▸ Activity
The stretch from the line with "target: flat roof" through the line with "Trace the outline of each instance of the flat" in the records below: write it out exactly, and nothing else.

▸ Records supplied

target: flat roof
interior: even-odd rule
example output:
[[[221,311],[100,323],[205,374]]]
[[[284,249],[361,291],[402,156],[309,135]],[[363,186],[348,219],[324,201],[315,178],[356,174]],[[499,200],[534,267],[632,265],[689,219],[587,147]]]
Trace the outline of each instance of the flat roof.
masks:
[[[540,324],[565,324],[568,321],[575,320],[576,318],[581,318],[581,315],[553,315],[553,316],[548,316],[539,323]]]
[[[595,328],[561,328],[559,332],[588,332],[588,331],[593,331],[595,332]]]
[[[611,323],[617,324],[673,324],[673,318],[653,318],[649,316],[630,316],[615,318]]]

==

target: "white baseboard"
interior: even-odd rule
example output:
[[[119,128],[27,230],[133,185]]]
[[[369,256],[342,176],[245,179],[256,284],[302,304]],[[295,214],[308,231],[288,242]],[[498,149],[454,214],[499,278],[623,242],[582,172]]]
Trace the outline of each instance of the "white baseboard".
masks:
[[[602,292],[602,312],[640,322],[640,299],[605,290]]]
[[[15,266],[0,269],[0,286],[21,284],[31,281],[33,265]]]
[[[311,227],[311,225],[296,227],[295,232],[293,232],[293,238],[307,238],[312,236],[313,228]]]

▸ Response
target: flat roof
interior: even-odd rule
example output:
[[[221,311],[100,323],[205,374]]]
[[[284,249],[361,291],[402,156],[309,135]],[[363,186],[348,219],[324,201],[315,178],[356,174]],[[499,200],[534,267],[632,265],[689,219],[587,147]]]
Trace the outline of each instance of the flat roof.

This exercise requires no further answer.